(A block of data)
++++++++
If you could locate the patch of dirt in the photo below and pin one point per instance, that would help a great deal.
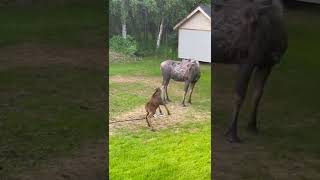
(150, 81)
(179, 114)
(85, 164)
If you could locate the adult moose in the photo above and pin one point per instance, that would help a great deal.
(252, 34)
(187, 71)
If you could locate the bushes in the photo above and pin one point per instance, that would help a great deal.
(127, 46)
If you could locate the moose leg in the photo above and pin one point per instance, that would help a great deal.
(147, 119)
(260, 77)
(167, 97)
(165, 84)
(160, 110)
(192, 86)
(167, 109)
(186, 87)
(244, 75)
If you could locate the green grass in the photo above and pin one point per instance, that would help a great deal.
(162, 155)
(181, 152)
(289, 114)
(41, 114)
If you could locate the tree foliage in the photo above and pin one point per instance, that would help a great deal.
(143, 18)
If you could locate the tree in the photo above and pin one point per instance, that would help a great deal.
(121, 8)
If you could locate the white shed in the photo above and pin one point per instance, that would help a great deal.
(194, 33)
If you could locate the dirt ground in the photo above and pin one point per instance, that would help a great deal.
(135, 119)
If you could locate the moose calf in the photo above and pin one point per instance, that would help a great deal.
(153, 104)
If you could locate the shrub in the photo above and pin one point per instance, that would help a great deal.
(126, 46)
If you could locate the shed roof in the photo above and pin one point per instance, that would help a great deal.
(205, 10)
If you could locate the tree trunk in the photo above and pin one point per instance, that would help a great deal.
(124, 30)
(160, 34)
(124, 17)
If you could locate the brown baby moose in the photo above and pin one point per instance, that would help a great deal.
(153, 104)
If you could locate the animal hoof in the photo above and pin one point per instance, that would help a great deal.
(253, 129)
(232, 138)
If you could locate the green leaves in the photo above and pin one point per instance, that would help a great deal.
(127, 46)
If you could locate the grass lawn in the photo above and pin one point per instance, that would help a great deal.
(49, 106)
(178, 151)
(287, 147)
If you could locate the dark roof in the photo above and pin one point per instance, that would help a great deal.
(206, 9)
++++++++
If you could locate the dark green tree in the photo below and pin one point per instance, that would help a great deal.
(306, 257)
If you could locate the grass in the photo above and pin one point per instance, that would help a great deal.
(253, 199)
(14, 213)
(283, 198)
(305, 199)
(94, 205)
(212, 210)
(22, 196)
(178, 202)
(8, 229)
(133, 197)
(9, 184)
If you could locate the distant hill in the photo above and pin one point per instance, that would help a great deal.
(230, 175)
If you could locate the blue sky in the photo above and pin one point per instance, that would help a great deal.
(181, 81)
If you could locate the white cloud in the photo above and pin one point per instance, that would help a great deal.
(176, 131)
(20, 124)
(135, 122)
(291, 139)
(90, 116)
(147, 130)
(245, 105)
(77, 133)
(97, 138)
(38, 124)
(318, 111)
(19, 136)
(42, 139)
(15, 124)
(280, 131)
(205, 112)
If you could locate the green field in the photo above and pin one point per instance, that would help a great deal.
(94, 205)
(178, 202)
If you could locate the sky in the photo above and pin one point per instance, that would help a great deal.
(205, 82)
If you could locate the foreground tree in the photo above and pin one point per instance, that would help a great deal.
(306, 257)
++++++++
## Given problem
Collect every line in the rows above that contains the word "grass", and copy each such line in full.

## Solution to this exercise
If you could locate the green grass in the photo above and pin one point per instance, that would help a great deal.
If you could locate the grass lawn in the photo above and pin one point per instance, that would help a great deal.
If you could locate the grass in the photo above and pin one point per instance, that would help a great deal.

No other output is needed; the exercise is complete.